**WHAT THIS EXERCISE ASKS:**
1. According to the AirPort Extreme forum thread, under which tab and section is the button for "Logs and Statistics" found?
2. List every line of the entries that contains the word "boot". Case counts.

**GIVEN TEXT:**
((

# airport extreme-who's on my network?



## stephalee (Nov 12, 2007)

Hi, I've been fiddling around with my new airport extreme (the gigabit one) and I can't seem to find a way to see who's connected to my network. Is tthere a special utility I have to download for this and if so could anyone point me in the right directions?

Thanks


----------



## Tom Thomas (Feb 7, 2005)

I also would like that info.
thanks


----------



## John Clay (Jun 25, 2006)

You can look under DHCP clients ("Logs and Statistics" of the AirPort Utility). This will tell you the IP and the MAC of the user, as well as a DHCP client name, if set.


----------



## stephalee (Nov 12, 2007)

Hi John thanks for the quick help, 

but I can't seem to find the Logs and Statistics part in my airport utility. I'm looking at the airport utility found in the utilities folder in applications. I clicked Manual Setup and the only tabs I see are "Airport" "internet" "printers" "disks" and "advanced". Where would I go from here? 

I suppose taking a screenshot of some kind would be a lot more helpful but I don't know how. I'm not fully mac literate.


----------



## John Clay (Jun 25, 2006)

It's in the Advanced tab, under Logging and SNMP. Bottom middle, rounded button.


----------



## stephalee (Nov 12, 2007)

ok found it. Thanks!


----------



## HowEver (Jan 11, 2005)

.


----------



## John Clay (Jun 25, 2006)

HowEver said:


> Also, note the feature as described by JC above appears in the "Airport Management Utility" not the "Airport Admin Utility."


Actually, it appears in the AirPort Utility (new version of the AirPort Admin Utility), as required by the new AirPort units.


----------



## jamesB (Jan 28, 2007)

HowEver said:


> Also, note the feature as described by JC above appears in the "Airport Management Utility" not the "Airport Admin Utility."


I think you need to get out more... 
The new Airport Extreme (gigabit) has only 1 utility, "Airport Utility"

jb.


----------



## doole (Jan 6, 2008)

There's also this..


----------



## HowEver (Jan 11, 2005)

,


----------

))

**Saved entries:**
((

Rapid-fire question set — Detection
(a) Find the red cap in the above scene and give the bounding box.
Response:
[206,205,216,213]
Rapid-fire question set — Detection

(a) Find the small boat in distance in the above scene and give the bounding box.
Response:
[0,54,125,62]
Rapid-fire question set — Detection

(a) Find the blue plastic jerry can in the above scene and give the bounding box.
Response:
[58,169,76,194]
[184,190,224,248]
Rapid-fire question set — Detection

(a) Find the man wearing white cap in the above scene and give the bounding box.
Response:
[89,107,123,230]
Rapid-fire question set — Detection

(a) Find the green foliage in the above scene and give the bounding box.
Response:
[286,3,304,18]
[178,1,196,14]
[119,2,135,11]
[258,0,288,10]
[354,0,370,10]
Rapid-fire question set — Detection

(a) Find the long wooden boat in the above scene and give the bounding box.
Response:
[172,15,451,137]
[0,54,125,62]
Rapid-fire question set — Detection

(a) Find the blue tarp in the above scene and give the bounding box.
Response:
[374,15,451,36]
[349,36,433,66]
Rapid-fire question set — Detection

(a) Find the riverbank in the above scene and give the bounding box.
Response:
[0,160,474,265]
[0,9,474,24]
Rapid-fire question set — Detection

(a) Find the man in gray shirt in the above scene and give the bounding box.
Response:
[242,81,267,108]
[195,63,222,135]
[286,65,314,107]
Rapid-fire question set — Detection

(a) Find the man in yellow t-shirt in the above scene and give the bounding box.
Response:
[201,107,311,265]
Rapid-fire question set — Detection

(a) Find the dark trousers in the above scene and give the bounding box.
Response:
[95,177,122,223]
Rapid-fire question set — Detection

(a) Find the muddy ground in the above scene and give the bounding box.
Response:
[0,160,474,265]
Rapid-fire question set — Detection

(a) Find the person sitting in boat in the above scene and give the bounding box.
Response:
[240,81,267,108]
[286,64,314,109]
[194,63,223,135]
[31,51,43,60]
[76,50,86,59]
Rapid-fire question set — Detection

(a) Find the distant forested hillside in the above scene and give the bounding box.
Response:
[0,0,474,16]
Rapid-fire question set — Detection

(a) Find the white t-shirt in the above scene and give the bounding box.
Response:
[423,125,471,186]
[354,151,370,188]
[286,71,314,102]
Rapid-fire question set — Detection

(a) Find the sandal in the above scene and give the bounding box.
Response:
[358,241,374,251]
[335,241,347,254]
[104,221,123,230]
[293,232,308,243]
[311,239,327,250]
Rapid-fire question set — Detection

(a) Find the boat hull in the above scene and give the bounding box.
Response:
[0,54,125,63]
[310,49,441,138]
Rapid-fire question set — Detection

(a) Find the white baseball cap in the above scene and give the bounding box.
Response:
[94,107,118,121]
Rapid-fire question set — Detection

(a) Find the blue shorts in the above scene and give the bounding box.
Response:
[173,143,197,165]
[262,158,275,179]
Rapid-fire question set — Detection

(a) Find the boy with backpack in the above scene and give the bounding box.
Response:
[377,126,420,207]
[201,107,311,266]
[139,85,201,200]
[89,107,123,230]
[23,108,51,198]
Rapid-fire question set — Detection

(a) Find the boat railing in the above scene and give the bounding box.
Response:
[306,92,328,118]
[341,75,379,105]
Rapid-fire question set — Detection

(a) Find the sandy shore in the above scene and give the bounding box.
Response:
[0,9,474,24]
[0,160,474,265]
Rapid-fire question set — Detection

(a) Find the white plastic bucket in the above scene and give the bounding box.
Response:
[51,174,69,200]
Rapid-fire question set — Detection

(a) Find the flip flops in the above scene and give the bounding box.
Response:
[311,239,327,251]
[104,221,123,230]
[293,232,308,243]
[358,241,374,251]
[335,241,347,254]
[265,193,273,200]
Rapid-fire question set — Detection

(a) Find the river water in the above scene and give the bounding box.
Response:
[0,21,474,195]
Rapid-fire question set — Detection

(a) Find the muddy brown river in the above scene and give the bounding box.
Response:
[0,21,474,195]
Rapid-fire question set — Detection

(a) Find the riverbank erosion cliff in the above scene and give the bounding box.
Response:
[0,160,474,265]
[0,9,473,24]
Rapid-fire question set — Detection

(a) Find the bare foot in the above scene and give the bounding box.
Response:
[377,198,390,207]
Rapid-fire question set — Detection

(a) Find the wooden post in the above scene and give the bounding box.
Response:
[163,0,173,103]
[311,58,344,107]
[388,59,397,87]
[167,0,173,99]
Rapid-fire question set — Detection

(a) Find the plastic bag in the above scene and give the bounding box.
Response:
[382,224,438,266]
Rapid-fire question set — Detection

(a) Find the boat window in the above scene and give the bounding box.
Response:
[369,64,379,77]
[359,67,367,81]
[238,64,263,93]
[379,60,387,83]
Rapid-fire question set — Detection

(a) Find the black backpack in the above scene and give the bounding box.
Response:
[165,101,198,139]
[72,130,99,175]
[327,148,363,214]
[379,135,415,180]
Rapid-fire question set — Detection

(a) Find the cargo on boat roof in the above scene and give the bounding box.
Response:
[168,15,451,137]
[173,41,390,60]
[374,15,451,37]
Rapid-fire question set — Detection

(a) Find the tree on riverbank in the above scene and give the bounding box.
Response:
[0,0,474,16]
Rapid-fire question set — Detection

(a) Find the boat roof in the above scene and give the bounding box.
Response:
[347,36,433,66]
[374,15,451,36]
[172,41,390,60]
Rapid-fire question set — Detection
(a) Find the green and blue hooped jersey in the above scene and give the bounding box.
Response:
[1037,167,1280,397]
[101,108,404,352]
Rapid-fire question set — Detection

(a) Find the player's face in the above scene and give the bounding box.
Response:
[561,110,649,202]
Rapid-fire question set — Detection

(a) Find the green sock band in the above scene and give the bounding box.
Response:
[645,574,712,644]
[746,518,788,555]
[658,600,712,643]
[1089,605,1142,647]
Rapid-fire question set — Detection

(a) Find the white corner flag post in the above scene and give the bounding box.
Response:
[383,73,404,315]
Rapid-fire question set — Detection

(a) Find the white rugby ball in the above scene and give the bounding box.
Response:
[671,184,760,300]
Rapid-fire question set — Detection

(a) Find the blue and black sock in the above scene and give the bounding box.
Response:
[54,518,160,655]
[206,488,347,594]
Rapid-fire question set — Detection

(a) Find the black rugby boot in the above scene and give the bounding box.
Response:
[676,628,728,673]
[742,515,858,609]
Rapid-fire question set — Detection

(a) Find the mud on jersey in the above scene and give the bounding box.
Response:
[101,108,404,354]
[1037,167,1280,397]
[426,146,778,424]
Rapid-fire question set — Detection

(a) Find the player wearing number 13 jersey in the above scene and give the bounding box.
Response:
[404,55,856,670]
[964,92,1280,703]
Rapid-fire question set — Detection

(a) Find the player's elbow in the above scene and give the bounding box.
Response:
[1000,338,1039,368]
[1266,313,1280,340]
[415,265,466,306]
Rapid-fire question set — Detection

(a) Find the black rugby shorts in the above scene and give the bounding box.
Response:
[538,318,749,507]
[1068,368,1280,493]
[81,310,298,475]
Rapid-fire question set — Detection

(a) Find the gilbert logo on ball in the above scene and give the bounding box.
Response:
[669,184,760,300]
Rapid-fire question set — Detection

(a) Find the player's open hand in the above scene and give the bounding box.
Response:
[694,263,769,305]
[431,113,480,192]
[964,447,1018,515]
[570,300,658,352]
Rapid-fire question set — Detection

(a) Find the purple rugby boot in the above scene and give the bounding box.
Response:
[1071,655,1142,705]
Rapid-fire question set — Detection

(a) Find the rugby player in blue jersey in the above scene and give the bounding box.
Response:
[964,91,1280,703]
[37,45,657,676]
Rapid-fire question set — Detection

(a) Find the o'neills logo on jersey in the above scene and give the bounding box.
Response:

))

**EXPECTED RESULTS:**
1. It is in the Advanced tab, under Logging and SNMP.

2.
(a) Find the black rugby boot in the above scene and give the bounding box.
(a) Find the purple rugby boot in the above scene and give the bounding box.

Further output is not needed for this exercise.